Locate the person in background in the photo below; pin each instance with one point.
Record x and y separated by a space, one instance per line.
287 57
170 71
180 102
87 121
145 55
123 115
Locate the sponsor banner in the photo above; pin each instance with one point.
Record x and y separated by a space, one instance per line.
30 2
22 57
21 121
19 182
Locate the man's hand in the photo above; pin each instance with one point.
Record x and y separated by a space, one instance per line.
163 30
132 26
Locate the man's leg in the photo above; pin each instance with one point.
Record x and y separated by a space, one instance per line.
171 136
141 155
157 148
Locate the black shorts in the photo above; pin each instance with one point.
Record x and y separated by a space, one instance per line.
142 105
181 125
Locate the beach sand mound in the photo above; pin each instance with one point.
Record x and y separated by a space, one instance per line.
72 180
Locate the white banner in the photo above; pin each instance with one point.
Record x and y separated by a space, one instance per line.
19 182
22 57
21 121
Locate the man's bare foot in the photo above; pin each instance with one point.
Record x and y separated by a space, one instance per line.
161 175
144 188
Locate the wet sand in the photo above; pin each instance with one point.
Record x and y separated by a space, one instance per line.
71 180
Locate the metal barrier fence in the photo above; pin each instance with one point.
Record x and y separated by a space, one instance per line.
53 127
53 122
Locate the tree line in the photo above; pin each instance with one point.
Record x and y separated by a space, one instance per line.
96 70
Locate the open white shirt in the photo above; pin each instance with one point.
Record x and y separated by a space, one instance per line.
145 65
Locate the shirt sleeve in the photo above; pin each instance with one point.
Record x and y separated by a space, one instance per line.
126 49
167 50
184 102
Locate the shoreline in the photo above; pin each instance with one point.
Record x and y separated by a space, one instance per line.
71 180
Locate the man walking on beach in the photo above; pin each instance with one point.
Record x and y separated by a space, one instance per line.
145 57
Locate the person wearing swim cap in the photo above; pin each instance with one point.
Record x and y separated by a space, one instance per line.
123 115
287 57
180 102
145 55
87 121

Written request |
Give the entries again in full, exactly as they are written.

Correct output |
Locate the person in background in the photo below; pin each instance with one point.
Record x and y separated by a space, one instance per line.
287 57
170 71
180 102
87 121
145 55
123 115
Locate the sponsor banner in the photo above; pin each instance with one point.
Record x and y separated by a space, one instance per line.
30 2
22 57
21 121
19 182
Locate the man's hand in the photo above; pin each instance with one point.
Record x and y separated by a space, one instance per line.
163 30
132 26
Locate the man's leg in the photo above; pin each instance with one point.
Record x and y separated by a space, one instance per line.
171 136
141 155
157 148
Locate the black shorts in the photo above; pin each instance with one point.
Record x and y separated by a space, one instance per line.
142 105
181 125
Locate the beach sand mound in the photo above; pin each instance with one point.
Record x and y separated by a space, one instance per line.
72 180
Locate the white banner in the photo above; pin each instance with one point.
Record x and y separated by a space, one instance per line.
19 182
22 57
21 121
Locate the man's bare foot in the photo above; pin each instance with one point.
Record x and y separated by a space, one instance per line.
161 175
144 188
Locate the wet sand in the photo above; pin each instance with one point.
Record x and y separated by a space, one instance per line.
71 180
Locate the metal barrier fence in the photo above; pin each instance with one point.
Record x and y separated by a space, one instance per line.
53 127
53 122
Locate the tree line in the photo above; pin each instance with one point.
Record x and y separated by a space, one instance per line.
96 70
Locate the open white shirt in the photo above; pin each instance with one point.
Record x and y separated by a space, one instance per line.
145 65
Locate the shirt sleeve in the photo above; pin each instance with one point.
Record x and y separated by a space, one instance per line.
126 49
167 50
184 102
Locate the shoreline in the photo above; pin each instance with one point.
Record x and y separated by a space, one instance per line.
71 180
Locate the man walking on beach in the photo above; pin each instance with one point.
Record x and y separated by a space, one instance per line.
145 57
Locate the person wearing swim cap in the photo above; pin each instance with one point.
Record x and y separated by a space, one instance per line.
123 115
287 57
180 102
145 55
87 121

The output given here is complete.